Excerto fornecido:
------------------------------
Chegou o primeiro automóvel elétrico popular. Depois de uma viagem de comboio de Lisboa ao Porto e um passeio de elétrico antigo na Invicta, foi com as baterias bem carregadas que o Adelino se sentou ao volante do Dacia Spring.

Com que então, comboio e elétrico antigo… Uma viagem muito sustentável…

É verdade. Um excelente programa da Dacia Portugal, que optou por levar os jornalistas no meio de transporte mais eficiente e sustentável para este tipo de viagens: o comboio.

Depois, o passeio de elétrico antigo foi um toque de charme muito apreciado por todos. Incluiu também uma visita ao Museu do Carro Elétrico da STCP. Foi ali que decorreu a conferência de imprensa de apresentação do Dacia Spring, o primeiro elétrico popular do mercado.

E que tal, à primeira vista?

O Spring é um automóvel do segmento A, como o Renault Twingo e o Fiat Panda. É mais pequeno ao vivo do que dá a entender nas fotos. Tem pouco mais de 3,7 metros de comprimento, boa altura para os passageiros atrás e à frente, mas talvez um pouco estreito. A capacidade da mala é surpreendente, com 290 litros e 620 com os bancos traseiros rebatidos.
------------------------------
Secção de dados:
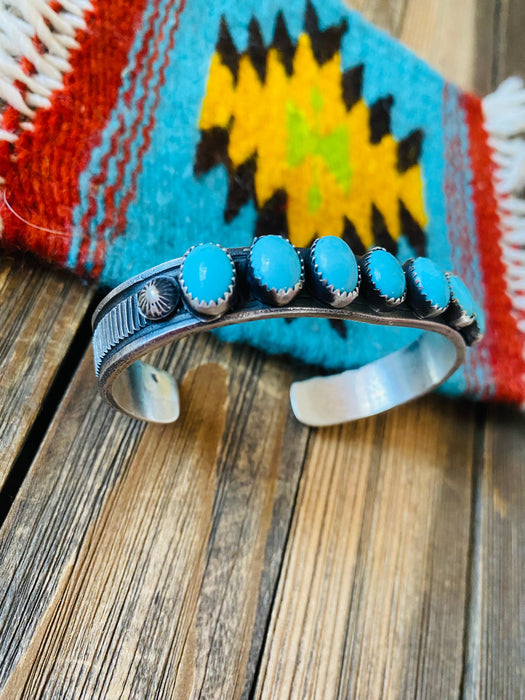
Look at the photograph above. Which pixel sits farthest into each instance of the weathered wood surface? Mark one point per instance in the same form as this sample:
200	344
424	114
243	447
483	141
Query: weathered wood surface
140	561
372	594
238	554
39	315
497	635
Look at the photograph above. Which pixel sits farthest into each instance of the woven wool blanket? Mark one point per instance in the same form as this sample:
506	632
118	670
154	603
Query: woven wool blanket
132	130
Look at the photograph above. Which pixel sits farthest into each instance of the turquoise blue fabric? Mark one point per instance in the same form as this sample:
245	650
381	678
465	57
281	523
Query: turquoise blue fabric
170	209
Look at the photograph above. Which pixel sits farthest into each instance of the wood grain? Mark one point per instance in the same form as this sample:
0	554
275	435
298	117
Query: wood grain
372	595
140	561
498	632
39	314
237	554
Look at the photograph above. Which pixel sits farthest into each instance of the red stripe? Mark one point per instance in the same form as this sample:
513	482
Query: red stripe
504	342
42	168
99	178
146	128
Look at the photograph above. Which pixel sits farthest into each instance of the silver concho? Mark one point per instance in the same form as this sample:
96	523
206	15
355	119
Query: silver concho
158	298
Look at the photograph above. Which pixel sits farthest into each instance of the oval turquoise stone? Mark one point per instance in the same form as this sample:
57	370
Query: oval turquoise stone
461	295
431	281
275	263
336	263
208	272
385	274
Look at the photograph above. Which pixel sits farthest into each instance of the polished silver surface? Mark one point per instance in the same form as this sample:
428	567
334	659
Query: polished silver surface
122	338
------------------------------
Instruções e requisitos: Pode copiar do texto sobre o Dacia Spring o trecho que vai de "Depois, o passeio" a "bancos traseiros rebatidos."?

Resposta escrita:
Depois, o passeio de elétrico antigo foi um toque de charme muito apreciado por todos. Incluiu também uma visita ao Museu do Carro Elétrico da STCP. Foi ali que decorreu a conferência de imprensa de apresentação do Dacia Spring, o primeiro elétrico popular do mercado.

E que tal, à primeira vista?

O Spring é um automóvel do segmento A, como o Renault Twingo e o Fiat Panda. É mais pequeno ao vivo do que dá a entender nas fotos. Tem pouco mais de 3,7 metros de comprimento, boa altura para os passageiros atrás e à frente, mas talvez um pouco estreito. A capacidade da mala é surpreendente, com 290 litros e 620 com os bancos traseiros rebatidos.